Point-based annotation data
'''
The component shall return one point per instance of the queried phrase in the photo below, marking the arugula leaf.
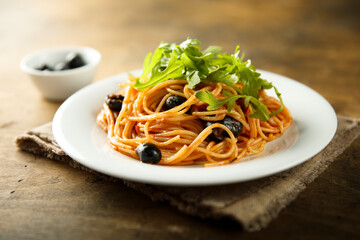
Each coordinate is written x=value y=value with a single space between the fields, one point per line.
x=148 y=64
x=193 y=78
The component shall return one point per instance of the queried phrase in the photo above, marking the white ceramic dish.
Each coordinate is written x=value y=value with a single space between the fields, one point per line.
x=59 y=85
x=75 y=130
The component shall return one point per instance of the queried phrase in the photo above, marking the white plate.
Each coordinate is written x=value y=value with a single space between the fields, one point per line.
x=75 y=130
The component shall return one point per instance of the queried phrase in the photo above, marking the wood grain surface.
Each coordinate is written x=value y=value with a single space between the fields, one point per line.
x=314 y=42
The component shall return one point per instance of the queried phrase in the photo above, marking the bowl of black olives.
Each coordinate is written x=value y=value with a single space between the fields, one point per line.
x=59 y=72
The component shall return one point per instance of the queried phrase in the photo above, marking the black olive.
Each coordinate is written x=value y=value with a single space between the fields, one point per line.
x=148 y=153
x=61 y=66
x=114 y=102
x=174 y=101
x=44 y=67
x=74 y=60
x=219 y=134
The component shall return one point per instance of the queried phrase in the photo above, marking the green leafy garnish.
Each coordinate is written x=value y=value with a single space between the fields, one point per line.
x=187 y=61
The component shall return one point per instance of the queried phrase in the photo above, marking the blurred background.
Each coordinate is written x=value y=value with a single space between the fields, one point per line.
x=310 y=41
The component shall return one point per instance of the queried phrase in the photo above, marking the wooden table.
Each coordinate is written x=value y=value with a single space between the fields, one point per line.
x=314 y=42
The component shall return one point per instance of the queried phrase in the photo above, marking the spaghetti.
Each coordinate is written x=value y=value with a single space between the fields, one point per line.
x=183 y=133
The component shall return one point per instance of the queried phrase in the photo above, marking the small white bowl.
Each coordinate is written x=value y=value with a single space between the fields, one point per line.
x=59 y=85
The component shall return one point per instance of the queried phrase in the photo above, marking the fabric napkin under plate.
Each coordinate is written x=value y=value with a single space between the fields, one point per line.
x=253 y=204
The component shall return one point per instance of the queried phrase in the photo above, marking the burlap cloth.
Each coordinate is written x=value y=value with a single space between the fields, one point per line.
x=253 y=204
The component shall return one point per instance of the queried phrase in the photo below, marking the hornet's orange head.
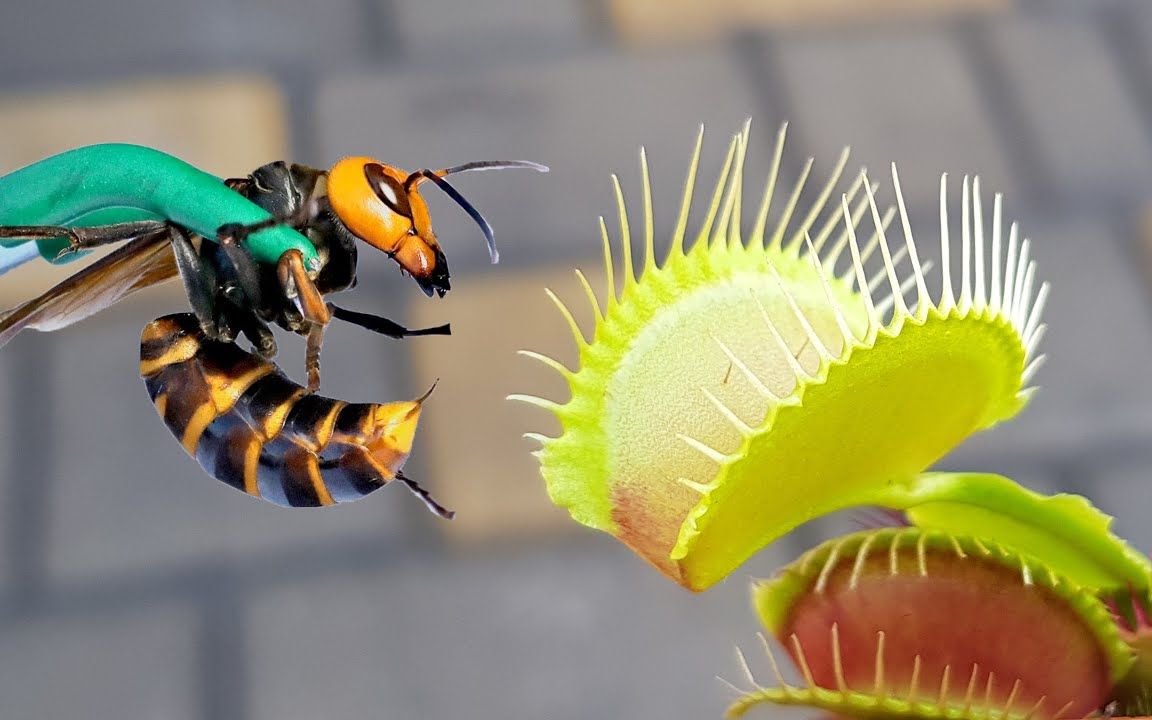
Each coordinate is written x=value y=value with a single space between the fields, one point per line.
'''
'''
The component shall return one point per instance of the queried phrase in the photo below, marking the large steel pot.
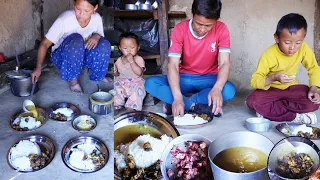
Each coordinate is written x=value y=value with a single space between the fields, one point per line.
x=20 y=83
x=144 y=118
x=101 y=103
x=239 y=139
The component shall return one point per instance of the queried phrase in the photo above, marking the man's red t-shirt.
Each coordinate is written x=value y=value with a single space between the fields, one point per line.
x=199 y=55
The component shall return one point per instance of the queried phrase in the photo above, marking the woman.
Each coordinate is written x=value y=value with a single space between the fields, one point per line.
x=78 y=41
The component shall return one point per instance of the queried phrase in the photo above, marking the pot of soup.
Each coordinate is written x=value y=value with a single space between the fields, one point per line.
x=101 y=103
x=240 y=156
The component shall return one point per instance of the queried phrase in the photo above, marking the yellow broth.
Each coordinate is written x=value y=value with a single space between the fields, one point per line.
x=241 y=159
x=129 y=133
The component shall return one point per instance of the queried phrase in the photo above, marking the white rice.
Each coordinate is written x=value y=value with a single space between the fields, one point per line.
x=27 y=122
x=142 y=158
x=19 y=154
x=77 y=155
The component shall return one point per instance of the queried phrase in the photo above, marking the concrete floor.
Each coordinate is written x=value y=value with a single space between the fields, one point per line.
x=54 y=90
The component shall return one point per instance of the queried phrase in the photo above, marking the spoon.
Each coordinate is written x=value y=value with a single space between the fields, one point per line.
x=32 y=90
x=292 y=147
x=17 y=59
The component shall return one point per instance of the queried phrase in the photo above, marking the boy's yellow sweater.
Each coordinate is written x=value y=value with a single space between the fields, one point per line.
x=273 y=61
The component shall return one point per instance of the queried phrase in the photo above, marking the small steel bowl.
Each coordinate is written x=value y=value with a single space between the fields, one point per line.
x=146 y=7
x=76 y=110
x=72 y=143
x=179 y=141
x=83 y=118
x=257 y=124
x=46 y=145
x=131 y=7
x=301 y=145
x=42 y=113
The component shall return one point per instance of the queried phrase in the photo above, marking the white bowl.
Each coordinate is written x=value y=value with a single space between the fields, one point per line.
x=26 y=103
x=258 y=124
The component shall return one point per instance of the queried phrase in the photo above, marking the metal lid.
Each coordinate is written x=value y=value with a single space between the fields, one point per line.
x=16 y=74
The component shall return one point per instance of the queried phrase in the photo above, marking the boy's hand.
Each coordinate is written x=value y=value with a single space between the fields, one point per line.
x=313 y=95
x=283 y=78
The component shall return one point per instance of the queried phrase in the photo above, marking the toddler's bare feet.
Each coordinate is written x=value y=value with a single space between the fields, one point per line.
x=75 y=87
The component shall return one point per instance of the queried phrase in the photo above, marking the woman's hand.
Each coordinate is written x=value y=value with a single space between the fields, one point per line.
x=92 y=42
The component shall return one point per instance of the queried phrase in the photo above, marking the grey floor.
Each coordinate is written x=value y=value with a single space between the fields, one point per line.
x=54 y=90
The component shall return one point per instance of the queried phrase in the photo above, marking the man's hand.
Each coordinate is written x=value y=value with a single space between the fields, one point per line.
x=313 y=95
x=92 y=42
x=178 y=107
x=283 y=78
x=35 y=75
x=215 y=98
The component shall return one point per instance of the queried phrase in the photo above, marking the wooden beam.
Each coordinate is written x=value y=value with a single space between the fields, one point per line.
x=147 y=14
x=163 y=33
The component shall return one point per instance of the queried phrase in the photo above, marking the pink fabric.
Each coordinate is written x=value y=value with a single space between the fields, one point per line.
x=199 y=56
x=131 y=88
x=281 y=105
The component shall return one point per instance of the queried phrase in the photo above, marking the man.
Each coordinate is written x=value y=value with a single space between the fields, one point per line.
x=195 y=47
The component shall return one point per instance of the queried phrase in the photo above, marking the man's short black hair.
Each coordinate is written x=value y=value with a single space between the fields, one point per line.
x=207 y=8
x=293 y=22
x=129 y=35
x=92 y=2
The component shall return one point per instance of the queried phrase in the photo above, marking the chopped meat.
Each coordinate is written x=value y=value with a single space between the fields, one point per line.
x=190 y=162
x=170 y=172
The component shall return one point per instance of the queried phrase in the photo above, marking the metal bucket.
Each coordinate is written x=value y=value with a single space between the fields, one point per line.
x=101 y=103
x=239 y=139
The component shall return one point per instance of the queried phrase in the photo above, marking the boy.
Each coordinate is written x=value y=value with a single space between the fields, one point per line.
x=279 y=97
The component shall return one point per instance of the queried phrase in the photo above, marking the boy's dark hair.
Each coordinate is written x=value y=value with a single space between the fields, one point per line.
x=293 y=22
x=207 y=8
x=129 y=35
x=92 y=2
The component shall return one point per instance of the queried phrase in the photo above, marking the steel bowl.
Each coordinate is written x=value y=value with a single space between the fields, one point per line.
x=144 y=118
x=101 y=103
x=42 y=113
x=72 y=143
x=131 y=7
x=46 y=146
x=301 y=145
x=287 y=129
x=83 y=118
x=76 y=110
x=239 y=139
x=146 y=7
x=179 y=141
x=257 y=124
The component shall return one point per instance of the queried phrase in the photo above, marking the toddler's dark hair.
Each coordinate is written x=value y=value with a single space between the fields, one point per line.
'''
'''
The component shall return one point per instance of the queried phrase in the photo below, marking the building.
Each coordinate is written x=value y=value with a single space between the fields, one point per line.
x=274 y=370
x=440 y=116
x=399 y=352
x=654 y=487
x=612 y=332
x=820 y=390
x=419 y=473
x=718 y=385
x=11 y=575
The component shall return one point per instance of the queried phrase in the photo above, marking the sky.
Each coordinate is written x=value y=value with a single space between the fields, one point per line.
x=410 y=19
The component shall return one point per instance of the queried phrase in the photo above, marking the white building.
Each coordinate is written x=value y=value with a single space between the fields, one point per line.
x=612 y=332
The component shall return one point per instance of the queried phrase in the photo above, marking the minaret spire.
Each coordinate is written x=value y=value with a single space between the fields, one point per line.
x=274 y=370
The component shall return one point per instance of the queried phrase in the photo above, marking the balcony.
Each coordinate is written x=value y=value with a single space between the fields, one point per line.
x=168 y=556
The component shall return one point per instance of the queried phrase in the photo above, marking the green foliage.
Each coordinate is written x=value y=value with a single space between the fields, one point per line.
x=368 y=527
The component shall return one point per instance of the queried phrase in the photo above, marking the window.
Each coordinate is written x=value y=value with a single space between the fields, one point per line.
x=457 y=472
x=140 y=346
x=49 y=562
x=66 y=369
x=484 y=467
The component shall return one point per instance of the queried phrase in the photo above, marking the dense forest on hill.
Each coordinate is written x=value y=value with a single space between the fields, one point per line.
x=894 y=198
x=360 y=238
'''
> [What you are asked to do]
How many of the lines above contain the string "yellow"? Case counts, and the reply should be the number alone.

> [Final result]
2